Bounding box annotation records
* start *

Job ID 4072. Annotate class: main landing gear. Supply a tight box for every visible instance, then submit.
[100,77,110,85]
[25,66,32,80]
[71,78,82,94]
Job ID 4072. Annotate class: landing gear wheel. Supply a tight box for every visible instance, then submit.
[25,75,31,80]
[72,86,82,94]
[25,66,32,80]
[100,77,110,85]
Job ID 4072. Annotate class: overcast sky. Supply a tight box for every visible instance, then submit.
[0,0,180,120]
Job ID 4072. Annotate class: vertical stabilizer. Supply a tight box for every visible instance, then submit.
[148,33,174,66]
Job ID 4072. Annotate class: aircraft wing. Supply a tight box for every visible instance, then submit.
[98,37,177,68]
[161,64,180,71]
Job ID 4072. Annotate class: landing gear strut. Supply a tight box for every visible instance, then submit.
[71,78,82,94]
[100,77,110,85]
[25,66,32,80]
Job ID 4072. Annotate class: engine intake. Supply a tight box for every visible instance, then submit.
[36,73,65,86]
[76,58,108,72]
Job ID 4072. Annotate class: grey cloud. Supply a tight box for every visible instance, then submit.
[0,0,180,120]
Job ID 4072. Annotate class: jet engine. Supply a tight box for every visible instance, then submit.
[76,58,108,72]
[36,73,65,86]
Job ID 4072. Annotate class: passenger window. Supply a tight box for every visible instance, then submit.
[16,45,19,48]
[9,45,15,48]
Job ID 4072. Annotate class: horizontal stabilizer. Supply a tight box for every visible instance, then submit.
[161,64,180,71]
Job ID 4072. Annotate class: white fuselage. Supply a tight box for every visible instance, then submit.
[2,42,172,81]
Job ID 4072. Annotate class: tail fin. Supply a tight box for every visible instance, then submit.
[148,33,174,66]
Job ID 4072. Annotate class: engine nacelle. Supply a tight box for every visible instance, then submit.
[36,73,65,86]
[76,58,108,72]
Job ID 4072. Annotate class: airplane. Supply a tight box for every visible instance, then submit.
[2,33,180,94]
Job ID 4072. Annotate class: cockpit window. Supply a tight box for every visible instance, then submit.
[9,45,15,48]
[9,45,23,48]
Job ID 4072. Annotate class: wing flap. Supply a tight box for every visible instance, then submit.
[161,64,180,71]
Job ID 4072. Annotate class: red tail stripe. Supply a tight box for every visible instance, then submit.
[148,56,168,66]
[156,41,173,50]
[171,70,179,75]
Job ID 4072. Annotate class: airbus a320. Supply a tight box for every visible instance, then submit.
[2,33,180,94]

* end *

EXERCISE BRIEF. List each line of the records that contains the word "stabilizer", copying every such line in full.

TASK RESULT.
Job ID 4072. Annotate class: vertical stabilizer. Supply a tight box for every visible instance, then submit.
Job ID 4072. Annotate class: horizontal stabilizer. Supply a tight box for every visible instance, then submit.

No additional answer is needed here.